▶ **Task to carry out**: Quote the lines below exactly, from the one that holds "the porch ceiling." through the final line of the records, and only those.

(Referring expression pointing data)

•••

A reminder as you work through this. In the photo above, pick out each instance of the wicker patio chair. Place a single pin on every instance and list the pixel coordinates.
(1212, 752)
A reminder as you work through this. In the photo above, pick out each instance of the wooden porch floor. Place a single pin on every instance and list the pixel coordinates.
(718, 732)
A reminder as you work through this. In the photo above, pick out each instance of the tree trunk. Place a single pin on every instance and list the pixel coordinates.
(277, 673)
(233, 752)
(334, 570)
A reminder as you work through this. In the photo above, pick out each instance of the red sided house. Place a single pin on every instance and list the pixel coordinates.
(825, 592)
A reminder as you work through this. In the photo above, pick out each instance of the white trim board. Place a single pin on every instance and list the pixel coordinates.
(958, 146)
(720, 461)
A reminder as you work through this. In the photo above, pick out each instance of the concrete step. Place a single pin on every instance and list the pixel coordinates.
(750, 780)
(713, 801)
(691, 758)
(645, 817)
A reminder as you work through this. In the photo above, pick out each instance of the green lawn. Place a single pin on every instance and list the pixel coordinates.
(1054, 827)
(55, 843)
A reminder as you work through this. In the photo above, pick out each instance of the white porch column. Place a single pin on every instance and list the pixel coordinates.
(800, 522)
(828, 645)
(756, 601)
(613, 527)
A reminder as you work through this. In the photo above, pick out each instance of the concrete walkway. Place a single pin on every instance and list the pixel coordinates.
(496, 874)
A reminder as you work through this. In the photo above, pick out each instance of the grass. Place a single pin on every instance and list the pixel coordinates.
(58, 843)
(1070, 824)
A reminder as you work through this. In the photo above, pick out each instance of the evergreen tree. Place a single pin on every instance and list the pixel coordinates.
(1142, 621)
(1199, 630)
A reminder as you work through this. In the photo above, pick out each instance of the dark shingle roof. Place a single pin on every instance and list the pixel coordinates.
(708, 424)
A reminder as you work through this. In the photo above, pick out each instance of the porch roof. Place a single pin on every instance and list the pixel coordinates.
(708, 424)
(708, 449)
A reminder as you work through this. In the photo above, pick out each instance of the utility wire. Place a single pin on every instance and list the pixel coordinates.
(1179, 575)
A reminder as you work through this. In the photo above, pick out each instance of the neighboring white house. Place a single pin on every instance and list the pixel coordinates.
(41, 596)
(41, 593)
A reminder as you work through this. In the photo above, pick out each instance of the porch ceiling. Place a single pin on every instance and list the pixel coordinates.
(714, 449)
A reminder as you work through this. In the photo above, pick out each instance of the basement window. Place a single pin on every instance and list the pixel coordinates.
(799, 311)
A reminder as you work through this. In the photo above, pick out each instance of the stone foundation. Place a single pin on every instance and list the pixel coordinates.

•••

▶ **Response to this exercise**:
A reminder as you work through this. In the photo above, pick out each instance of the porch ceiling. Place a single pin on every instance and list the pixel coordinates.
(714, 449)
A reminder as you work through this. In the photo above, pick out each instance of the basement window. Place a single pin on every instance and list the pixel coordinates.
(799, 311)
A reminder as you work through this. In the photo above, pick out each instance of the stone foundation. Place a single pin on every instance and list the pixel coordinates.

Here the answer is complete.